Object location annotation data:
* Begin *
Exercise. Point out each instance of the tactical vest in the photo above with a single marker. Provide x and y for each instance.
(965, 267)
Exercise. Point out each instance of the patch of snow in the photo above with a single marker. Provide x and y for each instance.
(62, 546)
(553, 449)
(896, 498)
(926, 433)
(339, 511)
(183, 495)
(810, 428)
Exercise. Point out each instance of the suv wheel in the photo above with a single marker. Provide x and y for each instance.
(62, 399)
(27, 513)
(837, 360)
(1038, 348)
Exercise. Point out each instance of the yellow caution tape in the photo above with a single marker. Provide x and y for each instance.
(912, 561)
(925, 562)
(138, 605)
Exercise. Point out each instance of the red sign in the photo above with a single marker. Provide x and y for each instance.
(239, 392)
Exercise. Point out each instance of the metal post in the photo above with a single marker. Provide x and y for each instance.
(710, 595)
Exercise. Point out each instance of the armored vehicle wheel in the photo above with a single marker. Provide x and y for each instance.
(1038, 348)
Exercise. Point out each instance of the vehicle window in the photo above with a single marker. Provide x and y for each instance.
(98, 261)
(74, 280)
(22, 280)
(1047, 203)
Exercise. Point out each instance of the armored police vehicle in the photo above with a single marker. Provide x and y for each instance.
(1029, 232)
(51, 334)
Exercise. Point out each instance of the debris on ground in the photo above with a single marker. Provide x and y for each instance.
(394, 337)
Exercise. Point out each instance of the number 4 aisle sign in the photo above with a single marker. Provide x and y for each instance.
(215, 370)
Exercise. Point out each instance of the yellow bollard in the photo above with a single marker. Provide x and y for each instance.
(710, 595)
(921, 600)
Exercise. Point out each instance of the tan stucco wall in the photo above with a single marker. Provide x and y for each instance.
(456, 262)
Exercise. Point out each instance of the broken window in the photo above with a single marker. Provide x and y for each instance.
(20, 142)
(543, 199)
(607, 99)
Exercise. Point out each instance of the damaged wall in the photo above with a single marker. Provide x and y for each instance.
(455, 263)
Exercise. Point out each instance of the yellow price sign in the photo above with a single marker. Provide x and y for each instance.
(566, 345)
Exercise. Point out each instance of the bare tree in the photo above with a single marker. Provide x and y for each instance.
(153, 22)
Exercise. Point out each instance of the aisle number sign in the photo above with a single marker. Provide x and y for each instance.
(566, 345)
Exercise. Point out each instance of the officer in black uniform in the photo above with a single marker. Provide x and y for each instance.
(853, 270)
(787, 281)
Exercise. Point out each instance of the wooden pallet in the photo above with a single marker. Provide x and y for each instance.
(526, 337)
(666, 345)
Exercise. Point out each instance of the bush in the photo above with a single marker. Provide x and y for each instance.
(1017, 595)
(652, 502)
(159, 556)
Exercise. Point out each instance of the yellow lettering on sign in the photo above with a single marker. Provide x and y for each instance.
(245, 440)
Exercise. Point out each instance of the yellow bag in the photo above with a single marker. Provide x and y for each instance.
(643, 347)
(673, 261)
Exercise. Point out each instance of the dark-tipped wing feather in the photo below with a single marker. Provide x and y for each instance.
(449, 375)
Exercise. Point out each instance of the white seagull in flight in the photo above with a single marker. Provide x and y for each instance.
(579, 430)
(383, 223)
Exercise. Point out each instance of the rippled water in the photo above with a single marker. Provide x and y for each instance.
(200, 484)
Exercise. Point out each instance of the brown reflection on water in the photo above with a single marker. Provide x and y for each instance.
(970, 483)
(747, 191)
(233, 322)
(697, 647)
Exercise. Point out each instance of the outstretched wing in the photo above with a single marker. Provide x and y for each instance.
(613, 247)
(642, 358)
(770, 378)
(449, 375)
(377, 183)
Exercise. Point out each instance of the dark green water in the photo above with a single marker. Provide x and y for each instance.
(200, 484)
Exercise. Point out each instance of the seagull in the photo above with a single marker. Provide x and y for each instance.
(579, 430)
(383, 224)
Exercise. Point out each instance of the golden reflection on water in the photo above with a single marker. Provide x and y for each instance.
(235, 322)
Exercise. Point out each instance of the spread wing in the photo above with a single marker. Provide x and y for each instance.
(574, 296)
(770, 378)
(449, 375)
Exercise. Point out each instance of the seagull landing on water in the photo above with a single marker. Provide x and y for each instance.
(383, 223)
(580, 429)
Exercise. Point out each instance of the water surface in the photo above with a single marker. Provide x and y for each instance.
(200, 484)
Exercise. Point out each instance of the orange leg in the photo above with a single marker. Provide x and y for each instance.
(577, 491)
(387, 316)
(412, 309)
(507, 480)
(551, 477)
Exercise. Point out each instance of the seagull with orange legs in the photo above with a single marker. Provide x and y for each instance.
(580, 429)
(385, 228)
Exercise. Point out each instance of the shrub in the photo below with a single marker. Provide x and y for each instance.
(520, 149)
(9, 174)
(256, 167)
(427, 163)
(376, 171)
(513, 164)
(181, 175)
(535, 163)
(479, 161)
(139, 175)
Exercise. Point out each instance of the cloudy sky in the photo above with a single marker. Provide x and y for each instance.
* End *
* [What you have to do] Extract every line from all of the items above and reproduce each one verbatim.

* [Answer]
Exercise. Point out each instance of the tactical vest in the photo above with a single marker. Provide x and y for each instance.
(965, 267)
Exercise. Point out each instance of the patch of snow in the photo above with a single marker. Provide x and y for each instance.
(62, 546)
(553, 449)
(896, 498)
(926, 433)
(339, 511)
(183, 495)
(810, 428)
Exercise. Point out each instance of the suv wheel in the photo above with a single marker. Provide x and y for each instance.
(62, 399)
(27, 513)
(837, 360)
(1038, 348)
Exercise. Point out each instance of the yellow caution tape in the photo above with a single marker. Provide x and y for each instance.
(912, 561)
(925, 562)
(138, 605)
Exercise. Point out each instance of the red sign in the photo above with a single marker. Provide x and y for each instance.
(239, 392)
Exercise. Point out each instance of the metal post in the photo above with a single marker. Provide x and y for each instance.
(710, 595)
Exercise. Point out each instance of the armored vehicle wheel in the photo above with a single marker. Provide x and y for each instance.
(1038, 348)
Exercise. Point out each instance of the vehicle window in the photo above with a single marker. Provide x and y for each instance.
(98, 261)
(74, 280)
(22, 280)
(1047, 203)
Exercise. Point out each instance of the armored police vehicle in the photo above with a single marker. Provide x and y for each instance.
(1029, 232)
(51, 334)
Exercise. Point out each instance of the debris on ground in the photo above with a single marker. Provide x and y for each instance.
(394, 337)
Exercise. Point out each instance of the number 4 aisle sign in the photo above with a single marker. Provide x and y for each instance.
(215, 370)
Exercise. Point out each instance of the yellow bollard in the photo above with a single marker. Provide x and y for each instance.
(710, 595)
(921, 600)
Exercise. Point out each instance of the tan stucco wall in the photo above with a single marker. Provide x and y for each instance.
(456, 262)
Exercise. Point out each instance of the broken window in the photo above with a single marker. Provide x and y for each instance.
(20, 142)
(543, 199)
(607, 99)
Exercise. Point out each instance of the damaged wall in the photo above with a single marker. Provide x and y for each instance.
(455, 263)
Exercise. Point out each instance of the yellow price sign in the photo above with a single marker. Provide x and y for each instance.
(566, 345)
Exercise. Point out each instance of the bare tree in the photo above with a single marker. Provide x and y for each instance.
(153, 22)
Exercise. Point out each instance of the aisle number sign in the photo above with a single marker. Provide x and y for each instance.
(566, 345)
Exercise. Point out each instance of the officer in black uniform in the photo above with a single marker. Provide x and y for each instance.
(853, 270)
(787, 281)
Exercise. Point out each instance of the wooden pallet in the photo above with a single marker. Provide x and y for each instance.
(526, 337)
(666, 345)
Exercise. Point out each instance of the bush in the photo above with a single marker. Provide x and y for each instance.
(1017, 595)
(652, 502)
(159, 556)
Exercise. Point out each instance of the yellow lettering on sign in the photo above with a single marker. Provide x and y for each instance.
(245, 440)
Exercise. Point out each instance of the yellow bag in the photo above with a single marker. Provide x and y for each instance.
(643, 347)
(673, 261)
Exercise. Point out each instance of the dark-tipped wing feather in the photo below with a single marker. Provide x and y for each instance.
(449, 375)
Exercise. Point out each instance of the white seagull in flight in the photo above with a single marker. Provide x and y for each instance.
(579, 430)
(383, 223)
Exercise. Point out each instance of the rippled water in the photo above with a single marker. Provide x and y for each instance.
(200, 484)
Exercise. Point out each instance of the brown reflection on water in the photo above with a single marker. Provide x and y for each instance.
(970, 483)
(747, 191)
(233, 322)
(697, 647)
Exercise. Point out each instance of the outstretched wing in the photo above with a single marker. Provide x and y for each instance.
(613, 247)
(642, 358)
(770, 378)
(449, 375)
(377, 183)
Exercise. Point out each instance of the dark green water in the photo above with a single marker. Provide x and y for each instance.
(200, 484)
Exercise. Point out each instance of the seagull in the photo above with a single marker. Provide x and y for each instance.
(579, 430)
(383, 224)
Exercise. Point out each instance of the golden reflection on water in the photo above with a single marker. Provide x and y for each instance.
(235, 322)
Exercise. Point out each instance of the spread wing in the photo above with a single marker. Provide x and y for each instance.
(574, 296)
(770, 378)
(449, 375)
Exercise. Point out each instance of the seagull landing on water in the photo above with a single marker. Provide x and y for each instance.
(383, 223)
(580, 429)
Exercise. Point out each instance of the water surface in the photo above with a single marker. Provide x and y for each instance.
(200, 484)
Exercise. Point out each instance of the orange leg in the photo above with a single marker. Provide x and y for each instance.
(577, 491)
(387, 316)
(412, 309)
(507, 480)
(551, 477)
Exercise. Point out each instance of the seagull with orange legs in the photo above with a single marker. Provide x and y for each instance.
(580, 429)
(385, 228)
Exercise. Point out each instance of the shrub in the photo below with a single marker. Provide x and y for each instance.
(520, 149)
(9, 174)
(256, 167)
(427, 163)
(376, 171)
(513, 164)
(181, 175)
(535, 163)
(479, 161)
(139, 175)
Exercise. Point out each instance of the cloudy sky in the photo above with a single marker. Provide x and y for each instance.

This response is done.